* _PAGE_:

____________

It’s the fall or winter and your home’s furnace is broken. So, you head over to the local Walmart and pick up a couple of space heaters. After you’ve been using your new space heater for a month or so, you don’t realize that your dog has been chewing on the cord. Now, it’s 9:00 PM and all you want to do is plug in the space heater, but the chewed cord gets your attention. Can you still plug in the cord and take a risk, or is it not worth it?
As you were vacuuming the living room floor, you vacuumed over the cord for the 100th time. The cord is starting to look a little worn, but you still want to finish the job before company comes over. The wires start to be exposed, but you vacuum anyway. Should you toss your vacuum, or is it still safe to use?
Know Which Power Cords Are Safe
When electrical appliances are moved frequently, their power cords can receive a lot of abuse. We’re referring to vacuum cleaners, space heaters, power tools, hairdryers, curling irons, and other portable appliances. Damaged power cords can be extremely dangerous and pose two main risks: electrical shock and fire.

____________

* _INFORMATION SHOWN_:
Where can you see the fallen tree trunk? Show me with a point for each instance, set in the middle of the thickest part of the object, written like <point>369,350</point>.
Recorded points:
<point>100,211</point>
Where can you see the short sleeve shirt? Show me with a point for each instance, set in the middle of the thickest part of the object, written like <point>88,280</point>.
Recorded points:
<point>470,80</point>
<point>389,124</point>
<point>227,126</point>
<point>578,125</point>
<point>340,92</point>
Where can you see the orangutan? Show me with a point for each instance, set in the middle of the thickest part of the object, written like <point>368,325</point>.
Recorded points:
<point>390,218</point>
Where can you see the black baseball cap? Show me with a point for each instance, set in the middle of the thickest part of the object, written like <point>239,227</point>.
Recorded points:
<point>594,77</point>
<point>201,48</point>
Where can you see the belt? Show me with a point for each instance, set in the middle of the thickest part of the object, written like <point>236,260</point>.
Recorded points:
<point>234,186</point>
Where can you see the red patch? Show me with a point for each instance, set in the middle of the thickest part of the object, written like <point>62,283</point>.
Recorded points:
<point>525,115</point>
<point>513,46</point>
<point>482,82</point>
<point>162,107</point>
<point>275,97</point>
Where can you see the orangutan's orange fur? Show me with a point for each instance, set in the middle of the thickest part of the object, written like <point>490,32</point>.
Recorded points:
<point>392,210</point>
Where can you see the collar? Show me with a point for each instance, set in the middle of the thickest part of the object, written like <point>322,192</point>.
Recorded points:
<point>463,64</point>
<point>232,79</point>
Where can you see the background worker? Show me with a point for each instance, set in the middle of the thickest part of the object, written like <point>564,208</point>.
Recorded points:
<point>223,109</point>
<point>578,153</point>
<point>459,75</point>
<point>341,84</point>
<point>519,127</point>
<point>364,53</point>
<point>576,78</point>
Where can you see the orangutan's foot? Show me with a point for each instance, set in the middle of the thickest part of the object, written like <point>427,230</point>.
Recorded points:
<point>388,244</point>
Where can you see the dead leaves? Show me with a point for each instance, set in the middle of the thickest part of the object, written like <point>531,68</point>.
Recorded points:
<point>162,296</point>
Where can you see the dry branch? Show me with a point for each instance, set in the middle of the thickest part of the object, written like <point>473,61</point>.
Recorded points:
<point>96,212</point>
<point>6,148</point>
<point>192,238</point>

____________

* _REQUIRED ACTIONS_:
**A)** Decide whether each statement agrees with the power cord safety text, answering yes or no and quoting the deciding words: (i) Hairdryers are named among the portable appliances whose cords can be abused. (ii) Damaged power cords are said to pose three main risks. (iii) In the vacuuming scenario, the cord has been vacuumed over for the 50th time.
**B)** In the power cord safety text, what time is it when the chewed space heater cord gets your attention?
Use only the power cord safety text for your answers.

* _SOLUTIONS FOR EACH TASK_:
**A)**
(i) Yes: "vacuum cleaners, space heaters, power tools, hairdryers, curling irons, and other portable appliances."
(ii) No: "pose two main risks: electrical shock and fire."
(iii) No: "you vacuumed over the cord for the 100th time."

**B)** 9:00 PM